▶ [Given text]:
================================

We really are in a period of transition.  But if you follow the logic
of what I just said, yes, ultimately.


             Remember, the fundamental switch that is occurring here
is from scarcity to plenty; that the reason why most of the
regulation has been in effect for so long is the basic underlying
assumption that the ways to the consumer were limited; and therefore
control over them was antithetical, both to the nature to our economy
and also to a democracy.


             If you've reached a point where spectrum space, because
of the many different ways of using over the air and also
fiberoptics, coaxial cable is essentially unlimited, then you begin
to reach a point where you care less about the nature of regulation
as it is now and you begin to look for a change.


             Q    Are there some companies -- I'm not an expert in
this -- but are there some companies like an AT&T or whatever that
are not going to care for this kind of change that you're talking
about?


             SENIOR ADMINISTRATION OFFICIAL:  The devil's in the
details -- if you went around to the industry and you said do you
subscribe to the -- any company through any network, any information
service to any set of consumers, everyone would agree.  It's in the
answering of the specific questions, like how do you judge
competition, what particular rules do you have in effect where people
are going to -- out.

================================

▶ [To-do list]:
a) Reproduce word for word the part of the briefing transcript that opens with the words containing "We really are" and closes with "to a democracy.".
b) Write what comes next in the briefing transcript on telecommunications regulation, picking up after its last sentence.
The records that follow this briefing transcript are not needed for any of the work here.

▶ [Records shown]:
================================

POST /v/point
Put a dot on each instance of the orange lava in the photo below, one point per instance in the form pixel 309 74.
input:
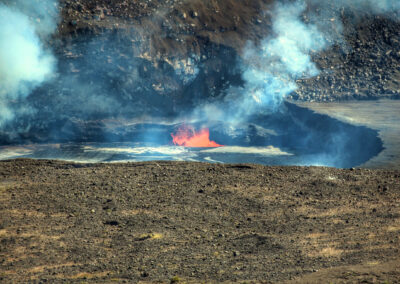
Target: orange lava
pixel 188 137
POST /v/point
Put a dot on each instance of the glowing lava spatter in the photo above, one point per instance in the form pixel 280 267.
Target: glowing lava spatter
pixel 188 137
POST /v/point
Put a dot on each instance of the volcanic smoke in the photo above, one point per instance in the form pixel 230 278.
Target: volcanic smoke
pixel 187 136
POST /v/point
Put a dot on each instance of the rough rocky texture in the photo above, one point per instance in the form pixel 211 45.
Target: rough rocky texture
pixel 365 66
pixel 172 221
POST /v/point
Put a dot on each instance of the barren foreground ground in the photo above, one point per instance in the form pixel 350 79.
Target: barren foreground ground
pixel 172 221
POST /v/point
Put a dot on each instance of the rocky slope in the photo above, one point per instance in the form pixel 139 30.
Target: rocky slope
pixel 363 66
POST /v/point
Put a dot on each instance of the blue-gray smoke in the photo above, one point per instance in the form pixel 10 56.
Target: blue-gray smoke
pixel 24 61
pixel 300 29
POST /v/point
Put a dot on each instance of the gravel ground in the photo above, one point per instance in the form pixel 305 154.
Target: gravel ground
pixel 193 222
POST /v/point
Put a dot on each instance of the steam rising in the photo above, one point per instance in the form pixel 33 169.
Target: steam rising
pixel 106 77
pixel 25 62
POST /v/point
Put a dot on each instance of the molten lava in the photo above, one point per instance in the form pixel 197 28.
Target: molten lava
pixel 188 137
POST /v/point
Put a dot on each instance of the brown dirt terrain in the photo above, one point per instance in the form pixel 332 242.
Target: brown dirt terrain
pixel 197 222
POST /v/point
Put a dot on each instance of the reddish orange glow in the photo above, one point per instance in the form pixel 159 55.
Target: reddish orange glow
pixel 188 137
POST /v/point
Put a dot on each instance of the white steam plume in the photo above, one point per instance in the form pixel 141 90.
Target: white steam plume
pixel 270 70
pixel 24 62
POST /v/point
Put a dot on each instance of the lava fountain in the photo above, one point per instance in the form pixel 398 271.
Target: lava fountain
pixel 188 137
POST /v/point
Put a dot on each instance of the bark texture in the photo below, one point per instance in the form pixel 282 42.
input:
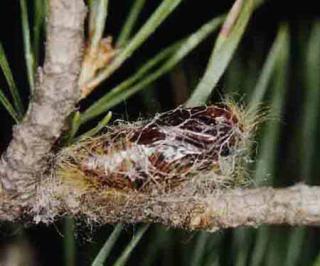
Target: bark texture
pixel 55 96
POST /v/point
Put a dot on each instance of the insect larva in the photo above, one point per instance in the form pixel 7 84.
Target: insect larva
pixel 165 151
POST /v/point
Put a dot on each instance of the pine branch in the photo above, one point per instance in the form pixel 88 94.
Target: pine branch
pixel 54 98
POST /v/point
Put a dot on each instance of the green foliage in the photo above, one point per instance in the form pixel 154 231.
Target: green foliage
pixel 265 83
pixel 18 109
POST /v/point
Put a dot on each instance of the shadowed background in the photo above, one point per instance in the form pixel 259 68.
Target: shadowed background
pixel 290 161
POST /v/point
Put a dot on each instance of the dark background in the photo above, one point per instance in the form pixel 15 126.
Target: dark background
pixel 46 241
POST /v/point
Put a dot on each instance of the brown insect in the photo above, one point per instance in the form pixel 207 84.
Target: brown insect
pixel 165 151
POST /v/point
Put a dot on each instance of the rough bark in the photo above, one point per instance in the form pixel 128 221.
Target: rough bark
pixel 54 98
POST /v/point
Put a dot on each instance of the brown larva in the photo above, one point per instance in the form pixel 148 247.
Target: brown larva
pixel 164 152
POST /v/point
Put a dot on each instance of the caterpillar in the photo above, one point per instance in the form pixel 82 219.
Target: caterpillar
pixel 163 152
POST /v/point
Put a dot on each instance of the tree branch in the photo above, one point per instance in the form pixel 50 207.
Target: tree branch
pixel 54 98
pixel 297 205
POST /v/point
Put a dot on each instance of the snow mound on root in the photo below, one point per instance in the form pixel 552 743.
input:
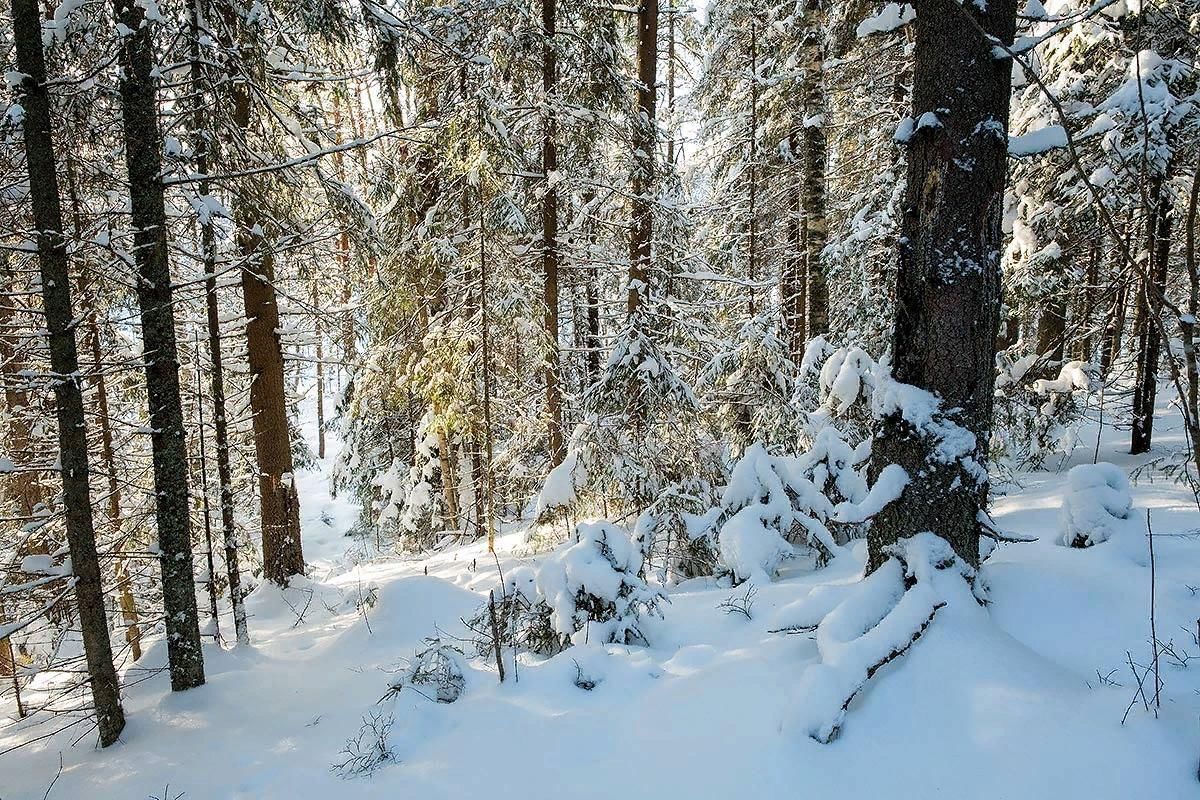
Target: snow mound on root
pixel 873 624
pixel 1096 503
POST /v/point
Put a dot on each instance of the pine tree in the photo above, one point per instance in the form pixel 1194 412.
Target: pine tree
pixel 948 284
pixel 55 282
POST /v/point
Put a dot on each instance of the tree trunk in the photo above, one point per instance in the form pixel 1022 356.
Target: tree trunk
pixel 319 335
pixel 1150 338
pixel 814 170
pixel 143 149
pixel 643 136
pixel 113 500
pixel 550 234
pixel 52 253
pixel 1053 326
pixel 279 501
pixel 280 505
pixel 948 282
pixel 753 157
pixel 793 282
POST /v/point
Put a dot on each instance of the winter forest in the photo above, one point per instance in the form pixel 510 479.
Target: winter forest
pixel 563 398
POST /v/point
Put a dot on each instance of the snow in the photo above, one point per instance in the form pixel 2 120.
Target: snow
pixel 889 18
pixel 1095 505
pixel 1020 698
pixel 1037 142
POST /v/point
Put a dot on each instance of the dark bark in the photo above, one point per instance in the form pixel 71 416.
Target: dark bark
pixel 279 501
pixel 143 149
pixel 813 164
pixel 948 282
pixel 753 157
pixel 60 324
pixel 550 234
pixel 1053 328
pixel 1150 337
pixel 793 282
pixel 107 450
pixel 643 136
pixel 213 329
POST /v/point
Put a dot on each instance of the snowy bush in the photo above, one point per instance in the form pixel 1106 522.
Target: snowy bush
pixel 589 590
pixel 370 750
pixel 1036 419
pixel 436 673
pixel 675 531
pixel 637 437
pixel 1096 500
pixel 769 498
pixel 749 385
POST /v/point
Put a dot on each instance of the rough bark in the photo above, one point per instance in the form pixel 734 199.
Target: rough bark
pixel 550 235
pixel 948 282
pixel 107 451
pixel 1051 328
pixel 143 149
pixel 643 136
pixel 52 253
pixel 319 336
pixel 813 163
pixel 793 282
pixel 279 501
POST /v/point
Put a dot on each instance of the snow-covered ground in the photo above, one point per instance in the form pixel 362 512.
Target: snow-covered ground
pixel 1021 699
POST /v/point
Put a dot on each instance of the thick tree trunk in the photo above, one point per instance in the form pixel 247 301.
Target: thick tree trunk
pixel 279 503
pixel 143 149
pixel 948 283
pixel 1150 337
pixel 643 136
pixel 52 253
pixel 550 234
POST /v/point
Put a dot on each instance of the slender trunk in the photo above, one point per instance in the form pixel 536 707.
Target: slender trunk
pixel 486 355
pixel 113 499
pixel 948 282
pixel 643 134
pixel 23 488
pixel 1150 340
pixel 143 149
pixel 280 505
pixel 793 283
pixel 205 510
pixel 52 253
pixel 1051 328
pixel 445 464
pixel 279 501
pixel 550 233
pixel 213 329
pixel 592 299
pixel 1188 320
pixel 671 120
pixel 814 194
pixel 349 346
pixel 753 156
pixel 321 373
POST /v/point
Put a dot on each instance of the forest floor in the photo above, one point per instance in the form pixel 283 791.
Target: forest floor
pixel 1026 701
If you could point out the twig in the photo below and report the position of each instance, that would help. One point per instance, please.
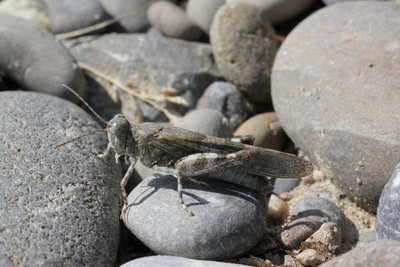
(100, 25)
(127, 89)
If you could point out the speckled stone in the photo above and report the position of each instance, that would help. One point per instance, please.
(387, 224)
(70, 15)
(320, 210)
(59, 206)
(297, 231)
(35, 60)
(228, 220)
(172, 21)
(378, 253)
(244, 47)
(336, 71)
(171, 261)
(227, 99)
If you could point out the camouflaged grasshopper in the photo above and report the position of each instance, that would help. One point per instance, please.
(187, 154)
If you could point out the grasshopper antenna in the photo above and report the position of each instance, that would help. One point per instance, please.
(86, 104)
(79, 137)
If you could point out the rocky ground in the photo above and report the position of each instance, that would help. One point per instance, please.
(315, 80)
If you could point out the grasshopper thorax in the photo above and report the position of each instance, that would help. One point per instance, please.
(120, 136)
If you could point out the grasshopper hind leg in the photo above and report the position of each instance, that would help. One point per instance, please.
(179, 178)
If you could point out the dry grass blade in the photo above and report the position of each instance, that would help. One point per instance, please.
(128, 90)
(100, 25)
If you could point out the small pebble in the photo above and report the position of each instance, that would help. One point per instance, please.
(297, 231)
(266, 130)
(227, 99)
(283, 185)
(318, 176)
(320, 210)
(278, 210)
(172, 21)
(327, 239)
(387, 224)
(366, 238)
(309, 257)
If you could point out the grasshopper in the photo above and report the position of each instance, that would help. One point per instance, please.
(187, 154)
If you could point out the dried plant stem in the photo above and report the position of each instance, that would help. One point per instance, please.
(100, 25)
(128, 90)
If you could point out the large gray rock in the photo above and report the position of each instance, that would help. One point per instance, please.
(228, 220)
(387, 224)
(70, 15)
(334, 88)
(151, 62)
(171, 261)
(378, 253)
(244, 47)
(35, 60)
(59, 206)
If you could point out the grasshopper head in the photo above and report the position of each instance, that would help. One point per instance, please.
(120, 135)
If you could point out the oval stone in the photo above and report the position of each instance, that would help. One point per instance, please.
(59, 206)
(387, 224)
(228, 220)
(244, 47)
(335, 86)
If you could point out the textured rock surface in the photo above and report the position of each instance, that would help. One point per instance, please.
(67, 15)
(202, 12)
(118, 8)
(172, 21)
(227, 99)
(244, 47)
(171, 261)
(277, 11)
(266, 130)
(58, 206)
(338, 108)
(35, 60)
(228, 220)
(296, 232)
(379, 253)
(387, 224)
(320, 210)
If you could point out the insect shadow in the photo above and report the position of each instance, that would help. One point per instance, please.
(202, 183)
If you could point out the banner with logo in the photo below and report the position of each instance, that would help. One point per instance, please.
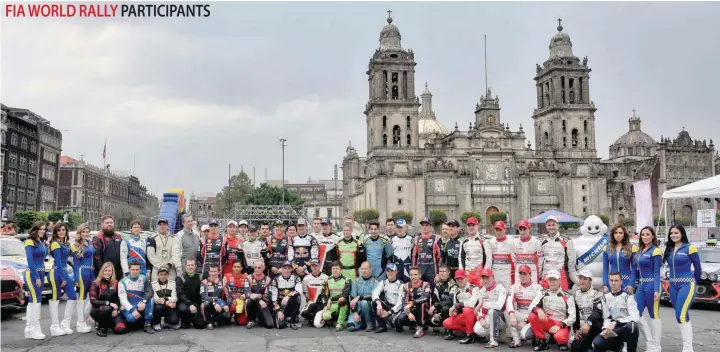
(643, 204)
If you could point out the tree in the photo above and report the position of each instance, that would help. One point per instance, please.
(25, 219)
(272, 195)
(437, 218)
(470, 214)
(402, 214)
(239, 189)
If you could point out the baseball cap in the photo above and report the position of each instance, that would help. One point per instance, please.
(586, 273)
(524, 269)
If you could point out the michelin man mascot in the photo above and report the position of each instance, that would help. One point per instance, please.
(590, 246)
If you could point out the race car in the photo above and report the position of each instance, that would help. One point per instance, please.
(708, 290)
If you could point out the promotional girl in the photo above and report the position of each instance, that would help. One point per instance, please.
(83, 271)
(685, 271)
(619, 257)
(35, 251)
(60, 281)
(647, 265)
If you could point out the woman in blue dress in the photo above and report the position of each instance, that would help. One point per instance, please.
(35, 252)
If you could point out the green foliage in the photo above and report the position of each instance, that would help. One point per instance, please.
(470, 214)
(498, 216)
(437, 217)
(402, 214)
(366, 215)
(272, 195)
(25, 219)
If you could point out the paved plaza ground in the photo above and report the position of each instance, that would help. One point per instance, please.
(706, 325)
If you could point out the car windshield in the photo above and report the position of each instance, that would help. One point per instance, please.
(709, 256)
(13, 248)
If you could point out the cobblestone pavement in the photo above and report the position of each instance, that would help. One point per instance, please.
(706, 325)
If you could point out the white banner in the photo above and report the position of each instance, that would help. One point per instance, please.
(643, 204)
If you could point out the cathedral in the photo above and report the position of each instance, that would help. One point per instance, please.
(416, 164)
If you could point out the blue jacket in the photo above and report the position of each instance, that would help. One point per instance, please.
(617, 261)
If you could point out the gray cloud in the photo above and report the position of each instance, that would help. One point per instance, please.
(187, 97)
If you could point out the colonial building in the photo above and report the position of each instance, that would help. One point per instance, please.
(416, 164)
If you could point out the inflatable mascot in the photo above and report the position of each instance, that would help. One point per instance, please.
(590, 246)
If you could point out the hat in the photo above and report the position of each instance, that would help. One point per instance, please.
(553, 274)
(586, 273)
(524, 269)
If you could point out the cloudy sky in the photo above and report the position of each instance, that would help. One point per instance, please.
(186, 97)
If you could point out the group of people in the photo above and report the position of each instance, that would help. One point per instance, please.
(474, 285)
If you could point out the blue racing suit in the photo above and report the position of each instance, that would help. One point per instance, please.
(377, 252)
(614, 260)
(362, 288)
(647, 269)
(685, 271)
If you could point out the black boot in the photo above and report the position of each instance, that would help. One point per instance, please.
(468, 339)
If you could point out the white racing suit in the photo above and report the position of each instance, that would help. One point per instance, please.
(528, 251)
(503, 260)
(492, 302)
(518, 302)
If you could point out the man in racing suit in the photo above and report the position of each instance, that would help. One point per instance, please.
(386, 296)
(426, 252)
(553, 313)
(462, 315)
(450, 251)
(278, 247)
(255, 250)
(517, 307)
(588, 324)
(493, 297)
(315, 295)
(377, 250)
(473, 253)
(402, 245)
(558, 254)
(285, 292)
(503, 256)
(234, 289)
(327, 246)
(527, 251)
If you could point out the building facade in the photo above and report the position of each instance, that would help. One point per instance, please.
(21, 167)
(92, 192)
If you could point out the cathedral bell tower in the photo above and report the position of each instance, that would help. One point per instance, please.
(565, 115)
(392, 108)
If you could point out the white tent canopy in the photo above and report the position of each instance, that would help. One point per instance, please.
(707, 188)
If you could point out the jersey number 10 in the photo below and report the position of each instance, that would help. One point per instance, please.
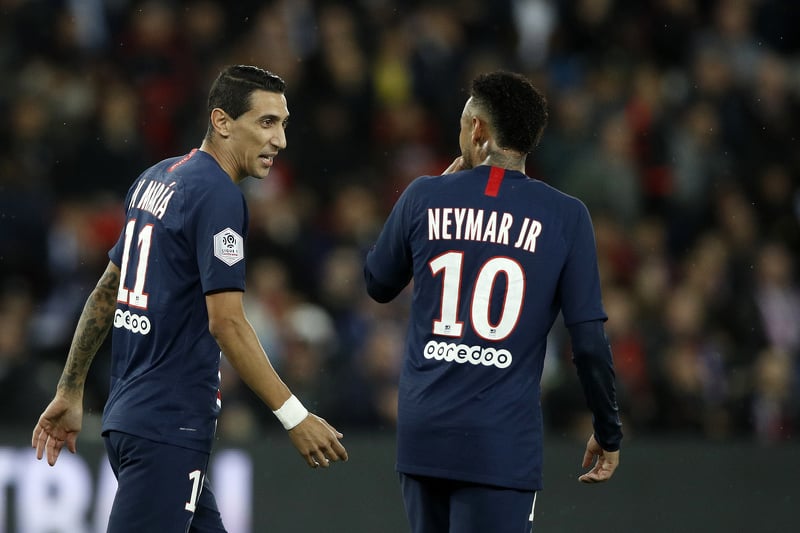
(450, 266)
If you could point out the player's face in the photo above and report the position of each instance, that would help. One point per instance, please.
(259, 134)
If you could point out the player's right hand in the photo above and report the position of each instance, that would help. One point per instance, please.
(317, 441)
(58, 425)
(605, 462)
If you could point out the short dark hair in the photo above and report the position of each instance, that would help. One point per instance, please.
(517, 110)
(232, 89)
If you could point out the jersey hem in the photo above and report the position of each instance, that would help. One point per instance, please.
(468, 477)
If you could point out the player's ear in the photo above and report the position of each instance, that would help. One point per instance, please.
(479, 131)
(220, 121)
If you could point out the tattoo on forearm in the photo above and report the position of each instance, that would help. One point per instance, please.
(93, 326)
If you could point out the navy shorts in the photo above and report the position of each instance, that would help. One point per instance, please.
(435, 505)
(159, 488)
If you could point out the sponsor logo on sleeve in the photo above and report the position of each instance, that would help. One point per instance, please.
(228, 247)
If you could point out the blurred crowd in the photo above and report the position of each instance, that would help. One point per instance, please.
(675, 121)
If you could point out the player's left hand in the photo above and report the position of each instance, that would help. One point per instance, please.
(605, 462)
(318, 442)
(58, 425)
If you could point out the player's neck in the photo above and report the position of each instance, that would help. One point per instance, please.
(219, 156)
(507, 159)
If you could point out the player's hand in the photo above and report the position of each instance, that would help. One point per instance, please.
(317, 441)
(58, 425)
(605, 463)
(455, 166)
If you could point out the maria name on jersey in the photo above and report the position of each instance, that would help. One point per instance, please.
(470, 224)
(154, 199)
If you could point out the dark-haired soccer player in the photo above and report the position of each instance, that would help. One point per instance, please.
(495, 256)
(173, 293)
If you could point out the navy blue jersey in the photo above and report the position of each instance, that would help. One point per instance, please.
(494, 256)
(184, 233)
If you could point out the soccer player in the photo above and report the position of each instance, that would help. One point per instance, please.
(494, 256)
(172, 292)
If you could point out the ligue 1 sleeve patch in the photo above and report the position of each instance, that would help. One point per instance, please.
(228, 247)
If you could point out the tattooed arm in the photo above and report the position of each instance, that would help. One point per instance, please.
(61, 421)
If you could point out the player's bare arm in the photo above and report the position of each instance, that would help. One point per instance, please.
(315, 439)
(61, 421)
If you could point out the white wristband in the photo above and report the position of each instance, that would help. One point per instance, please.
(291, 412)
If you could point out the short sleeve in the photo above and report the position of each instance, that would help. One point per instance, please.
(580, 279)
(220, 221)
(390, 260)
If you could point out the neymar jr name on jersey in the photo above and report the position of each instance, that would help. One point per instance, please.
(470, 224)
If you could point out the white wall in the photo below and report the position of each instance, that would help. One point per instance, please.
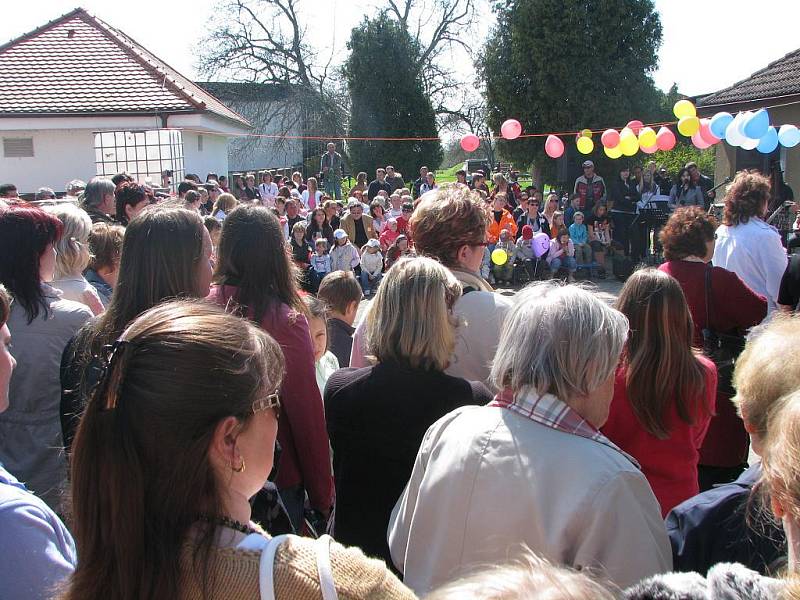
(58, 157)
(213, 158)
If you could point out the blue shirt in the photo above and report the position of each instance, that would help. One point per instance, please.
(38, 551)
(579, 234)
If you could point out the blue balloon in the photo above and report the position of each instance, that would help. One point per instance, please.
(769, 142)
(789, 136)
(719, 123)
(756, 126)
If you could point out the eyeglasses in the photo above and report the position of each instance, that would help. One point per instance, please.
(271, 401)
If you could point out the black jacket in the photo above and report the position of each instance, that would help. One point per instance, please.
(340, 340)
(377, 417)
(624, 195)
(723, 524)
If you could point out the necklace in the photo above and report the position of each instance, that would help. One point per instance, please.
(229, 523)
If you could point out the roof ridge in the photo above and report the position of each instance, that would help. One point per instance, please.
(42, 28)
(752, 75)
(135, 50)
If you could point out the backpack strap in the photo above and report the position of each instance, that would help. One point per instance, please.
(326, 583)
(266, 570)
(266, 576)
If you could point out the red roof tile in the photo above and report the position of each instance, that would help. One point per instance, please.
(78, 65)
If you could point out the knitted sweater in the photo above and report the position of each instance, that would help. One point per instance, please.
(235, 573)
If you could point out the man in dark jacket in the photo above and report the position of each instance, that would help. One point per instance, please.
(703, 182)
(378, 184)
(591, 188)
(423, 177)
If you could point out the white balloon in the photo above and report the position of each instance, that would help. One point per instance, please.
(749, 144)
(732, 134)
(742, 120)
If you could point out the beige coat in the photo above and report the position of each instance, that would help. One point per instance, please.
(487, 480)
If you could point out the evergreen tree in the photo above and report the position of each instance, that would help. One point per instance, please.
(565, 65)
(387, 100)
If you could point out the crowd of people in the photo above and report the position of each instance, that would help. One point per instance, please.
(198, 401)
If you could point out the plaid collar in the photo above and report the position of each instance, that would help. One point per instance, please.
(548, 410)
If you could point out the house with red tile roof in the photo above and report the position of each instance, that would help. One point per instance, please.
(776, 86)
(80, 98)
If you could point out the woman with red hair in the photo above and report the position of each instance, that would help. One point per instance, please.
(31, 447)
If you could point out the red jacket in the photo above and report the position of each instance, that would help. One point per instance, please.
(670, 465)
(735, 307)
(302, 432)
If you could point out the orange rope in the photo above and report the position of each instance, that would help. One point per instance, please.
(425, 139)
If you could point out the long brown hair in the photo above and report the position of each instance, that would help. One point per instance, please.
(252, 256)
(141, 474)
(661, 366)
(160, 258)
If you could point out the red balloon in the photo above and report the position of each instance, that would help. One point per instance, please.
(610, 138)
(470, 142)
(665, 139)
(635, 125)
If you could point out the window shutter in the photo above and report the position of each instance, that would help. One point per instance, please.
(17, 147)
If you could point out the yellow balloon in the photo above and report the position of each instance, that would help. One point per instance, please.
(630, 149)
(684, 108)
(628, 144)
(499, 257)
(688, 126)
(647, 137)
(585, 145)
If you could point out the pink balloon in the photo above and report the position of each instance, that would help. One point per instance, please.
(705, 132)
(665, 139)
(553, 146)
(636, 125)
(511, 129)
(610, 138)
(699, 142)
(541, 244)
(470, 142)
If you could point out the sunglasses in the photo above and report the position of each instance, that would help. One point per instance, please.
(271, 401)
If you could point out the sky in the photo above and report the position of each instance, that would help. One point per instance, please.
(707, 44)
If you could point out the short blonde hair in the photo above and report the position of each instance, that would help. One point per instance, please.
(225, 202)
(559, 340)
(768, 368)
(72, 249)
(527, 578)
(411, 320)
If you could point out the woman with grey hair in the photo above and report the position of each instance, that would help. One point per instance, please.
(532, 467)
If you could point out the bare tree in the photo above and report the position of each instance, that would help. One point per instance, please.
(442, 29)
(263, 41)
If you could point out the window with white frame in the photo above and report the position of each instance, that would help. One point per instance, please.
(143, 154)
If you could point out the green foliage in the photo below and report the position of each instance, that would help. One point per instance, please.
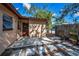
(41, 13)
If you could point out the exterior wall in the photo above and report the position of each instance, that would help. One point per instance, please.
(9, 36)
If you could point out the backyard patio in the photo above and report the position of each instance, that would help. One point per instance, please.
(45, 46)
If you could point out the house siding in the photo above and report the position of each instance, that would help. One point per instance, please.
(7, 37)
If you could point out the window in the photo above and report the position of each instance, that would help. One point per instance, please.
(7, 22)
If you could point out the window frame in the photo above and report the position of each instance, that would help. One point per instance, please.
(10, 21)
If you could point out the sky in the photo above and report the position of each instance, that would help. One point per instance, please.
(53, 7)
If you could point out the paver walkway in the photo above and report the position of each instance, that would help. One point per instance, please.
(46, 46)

================================

▶ [Outputs]:
a)
We really are in a period of transition.  But if you follow the logic
of what I just said, yes, ultimately.


             Remember, the fundamental switch that is occurring here
is from scarcity to plenty; that the reason why most of the
regulation has been in effect for so long is the basic underlying
assumption that the ways to the consumer were limited; and therefore
control over them was antithetical, both to the nature to our economy
and also to a democracy.

b)
             Q    Well, on that note, what specific provisions in
bills on the Hill do you like?  And could you talk about what you're
looking at as far as some of the subsidiary guidelines, pricing
things -- what do you see up there that you like, and what might the
Vice President be endorsing?


             SENIOR ADMINISTRATION OFFICIAL:  Well, first of all, all
of the bills that are currently introduced on the Hill are a step in
the right direction.  They tend to compliment each other -- there's
some overlap.  There's very little contradiction.  You'd have to get
into the details to see some areas where there would be some real
disagreements.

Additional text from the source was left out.